>> START Selected extract

However, the internal flow pattern and hydrodynamic behavior in different areas of CWs were diverse. There were even some stagnant zones, short-circuiting flow zones, and preferential flow areas leading to the decline of removal efficiencies due to the regional differences of plant species and density, as well as flow passage shape in CW (Sun et al. 2016). Therefore, it was of great importance to investigate the flow pattern and hydraulic characteristics in different areas of CW, to improve its contaminant removal efficiencies (Tang et al. 2017).

At present, many researchers focused on the application of velocity measurement, mathematical models, or tracer to simulate hydraulic flow patterns in CW. Velocity measurement technology based on acoustic Doppler velocimeters (ADVs) has revolutionized the measurement of mean velocities, the flow characteristics, and turbulence parameters in laboratory and field researches in the early 1990s (Muste et al. 2007). This technology was firstly adopted in the field of riverine studies in terms of velocity measurement broadly (Nyantekyi-Kwakye et al. 2017). Das and Mazumdar (2015) used the velocity vector measured by ADVs to deduce the contours and spatial distributions of the time-averaged velocities and turbulence intensities. However, direct velocity measurement in field-scale CW was known as a high-cost and labor-consuming job.

On the other hand, several mathematical models, such as Water Quality Analysis Simulation Program, Surface Water Modeling System, and MIKE (Model-based and Incremental Knowledge), have been introduced as tools to obtain a deep understanding of hydraulic characteristics of CW (Qi et al. 2013). In the previous study, the influence of topographic and plant on the formation of short-circuiting flow zones in CW was estimated by the simulation model MIKE 21 (Min and Wise 2009).

>> END Selected extract

- _What you will do_
[a] Answer these questions from the extract, one line each:
(i) What technology changed the measurement of mean velocities in the early 1990s?
(ii) In what field was that technology first broadly adopted?
(iii) Which simulation model did Min and Wise (2009) use?
[b] Summarize the extract in two sentences.
[c] Decide whether each statement agrees with the extract, giving yes or no and quoting the words that settle it:
(i) Direct velocity measurement in field-scale CW is described as inexpensive.
(ii) Das and Mazumdar (2015) used velocity vectors measured by ADVs to deduce turbulence intensities.
(iii) Stagnant zones are linked to lower removal efficiencies.

>> START Source excerpt

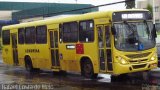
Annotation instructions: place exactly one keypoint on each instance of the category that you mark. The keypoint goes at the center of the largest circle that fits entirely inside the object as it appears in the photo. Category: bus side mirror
(113, 30)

>> END Source excerpt

- _Responses in order_
[a]
(i) Acoustic Doppler velocimeters (ADVs)
(ii) Riverine studies
(iii) MIKE 21

[b] Flow patterns and hydrodynamic behavior differ across areas of CW, and stagnant, short-circuiting, and preferential flow zones reduce removal efficiencies, which makes it important to investigate flow in different areas. Researchers simulate these flow patterns with velocity measurement, tracers, or mathematical models such as MIKE, but measuring velocity directly with tools like ADVs in field-scale CW is costly and labor-consuming.

[c]
(i) No: "direct velocity measurement in field-scale CW was known as a high-cost and labor-consuming job"
(ii) Yes: "Das and Mazumdar (2015) used the velocity vector measured by ADVs to deduce the contours and spatial distributions of the time-averaged velocities and turbulence intensities"
(iii) Yes: "There were even some stagnant zones, short-circuiting flow zones, and preferential flow areas leading to the decline of removal efficiencies"